• [What to work on]:
Return every line of the data below word for word, including the punctuation.
**** Record extracts ****
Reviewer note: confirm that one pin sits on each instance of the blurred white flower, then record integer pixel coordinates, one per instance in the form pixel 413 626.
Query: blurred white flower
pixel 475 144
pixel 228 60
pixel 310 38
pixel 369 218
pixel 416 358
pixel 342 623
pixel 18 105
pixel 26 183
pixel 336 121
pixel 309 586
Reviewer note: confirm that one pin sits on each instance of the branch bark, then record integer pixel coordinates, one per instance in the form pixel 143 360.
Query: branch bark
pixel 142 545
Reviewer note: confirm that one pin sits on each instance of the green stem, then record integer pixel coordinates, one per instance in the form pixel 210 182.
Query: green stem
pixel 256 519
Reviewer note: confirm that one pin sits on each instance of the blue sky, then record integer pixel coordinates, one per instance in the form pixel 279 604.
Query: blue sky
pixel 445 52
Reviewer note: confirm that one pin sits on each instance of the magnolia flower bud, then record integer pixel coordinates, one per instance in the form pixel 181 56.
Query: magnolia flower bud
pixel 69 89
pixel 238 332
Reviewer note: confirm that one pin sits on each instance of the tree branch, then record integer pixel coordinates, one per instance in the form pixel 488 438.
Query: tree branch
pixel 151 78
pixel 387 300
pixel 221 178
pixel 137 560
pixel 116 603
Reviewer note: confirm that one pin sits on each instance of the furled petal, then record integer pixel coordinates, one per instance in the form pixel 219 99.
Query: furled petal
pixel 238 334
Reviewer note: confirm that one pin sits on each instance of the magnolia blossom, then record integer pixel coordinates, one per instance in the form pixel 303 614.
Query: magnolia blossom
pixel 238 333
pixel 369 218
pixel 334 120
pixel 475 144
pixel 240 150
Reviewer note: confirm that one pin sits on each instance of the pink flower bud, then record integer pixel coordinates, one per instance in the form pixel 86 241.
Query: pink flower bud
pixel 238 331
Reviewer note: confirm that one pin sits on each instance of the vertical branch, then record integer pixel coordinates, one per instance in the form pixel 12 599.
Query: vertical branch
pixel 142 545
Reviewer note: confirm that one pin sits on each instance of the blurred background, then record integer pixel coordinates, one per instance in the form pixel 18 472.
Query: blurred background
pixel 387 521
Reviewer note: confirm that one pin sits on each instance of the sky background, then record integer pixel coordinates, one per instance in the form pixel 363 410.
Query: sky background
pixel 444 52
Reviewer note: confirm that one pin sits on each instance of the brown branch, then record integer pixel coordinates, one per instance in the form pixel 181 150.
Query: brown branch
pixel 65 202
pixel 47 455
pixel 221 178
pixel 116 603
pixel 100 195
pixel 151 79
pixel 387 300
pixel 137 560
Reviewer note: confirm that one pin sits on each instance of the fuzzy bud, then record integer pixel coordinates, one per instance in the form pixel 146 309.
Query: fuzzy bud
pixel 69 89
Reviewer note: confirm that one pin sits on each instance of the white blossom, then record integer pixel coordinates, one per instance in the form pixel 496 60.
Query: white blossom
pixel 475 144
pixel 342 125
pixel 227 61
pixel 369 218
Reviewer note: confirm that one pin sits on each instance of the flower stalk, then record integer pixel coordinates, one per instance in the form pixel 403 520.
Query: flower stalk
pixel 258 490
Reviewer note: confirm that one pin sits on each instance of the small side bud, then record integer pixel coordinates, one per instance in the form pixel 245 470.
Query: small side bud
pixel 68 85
****
• [Reply]:
Reviewer note: confirm that one pin sits on each instance of the blurred white flower, then record integer pixel coordinates, one per instance in the form pixel 413 626.
Query: blurred white flower
pixel 475 144
pixel 228 60
pixel 310 38
pixel 369 218
pixel 416 358
pixel 342 623
pixel 18 105
pixel 26 183
pixel 336 121
pixel 309 586
Reviewer note: confirm that one pin sits on each instance of the branch bark, then record integer pixel coordinates, one per instance in the form pixel 143 360.
Query: branch bark
pixel 142 545
Reviewer note: confirm that one pin sits on each instance of the green stem, then record integer pixel coordinates, one per instance in the form pixel 210 182.
Query: green stem
pixel 256 519
Reviewer note: confirm that one pin sits on each instance of the blue sky, then record integer pixel coordinates, one per instance in the form pixel 279 604.
Query: blue sky
pixel 445 52
Reviewer note: confirm that one pin sits on each instance of the magnolia flower bud, then record integer pixel coordinates, one per instance in the form pixel 181 56.
Query: magnolia flower bud
pixel 69 89
pixel 238 332
Reviewer note: confirm that one pin sits on each instance of the tree branch, then record integer pixel coordinates, one per instance in the form pixel 488 438.
Query: tree branch
pixel 151 78
pixel 387 300
pixel 221 178
pixel 137 560
pixel 116 603
Reviewer note: confirm that one pin sits on each instance of the furled petal, then record integer pixel coordinates, one per instance in the form pixel 219 99.
Query: furled petal
pixel 238 334
Reviewer note: confirm that one pin sits on each instance of the magnolia blossom, then record integer pixel coordinates, one per instance in the form pixel 303 614.
Query: magnolia blossom
pixel 238 333
pixel 369 218
pixel 334 120
pixel 475 144
pixel 240 150
Reviewer note: confirm that one pin sits on each instance of the pink flower bud, then record integer pixel coordinates, one per instance in the form pixel 86 241.
Query: pink flower bud
pixel 238 331
Reviewer note: confirm that one pin sits on each instance of the vertical branch, then record integer pixel coordinates, one per instance in the form pixel 12 599.
Query: vertical branch
pixel 142 545
Reviewer note: confirm that one pin sits on each instance of the blurred background, then record integer pixel coordinates, one per instance in the form pixel 18 472.
Query: blurred background
pixel 387 521
Reviewer note: confirm that one pin sits on each instance of the sky background, then record integer pixel coordinates, one per instance in the form pixel 363 410.
Query: sky background
pixel 444 52
Reviewer note: confirm that one pin sits on each instance of the brown branch, then record integer pixel coordinates, one per instance in the form pixel 181 150.
Query: brown branch
pixel 65 202
pixel 47 455
pixel 221 178
pixel 116 603
pixel 100 195
pixel 151 79
pixel 387 300
pixel 137 560
Reviewer note: confirm that one pin sits on each instance of the fuzzy bud, then record integer pixel coordinates, one per instance in the form pixel 146 309.
Query: fuzzy bud
pixel 69 89
Reviewer note: confirm that one pin sits on each instance of the white blossom, then record integer pixel coordinates, one per instance in the form pixel 496 60.
Query: white blossom
pixel 475 144
pixel 342 125
pixel 227 61
pixel 369 218
Reviewer note: confirm that one pin sits on each instance of the flower stalk, then record integer pixel coordinates, one per instance in the form pixel 403 520.
Query: flower stalk
pixel 258 490
Reviewer note: confirm that one pin sits on each instance of the small side bud, then record integer pixel coordinates, one per instance in the form pixel 245 470.
Query: small side bud
pixel 68 85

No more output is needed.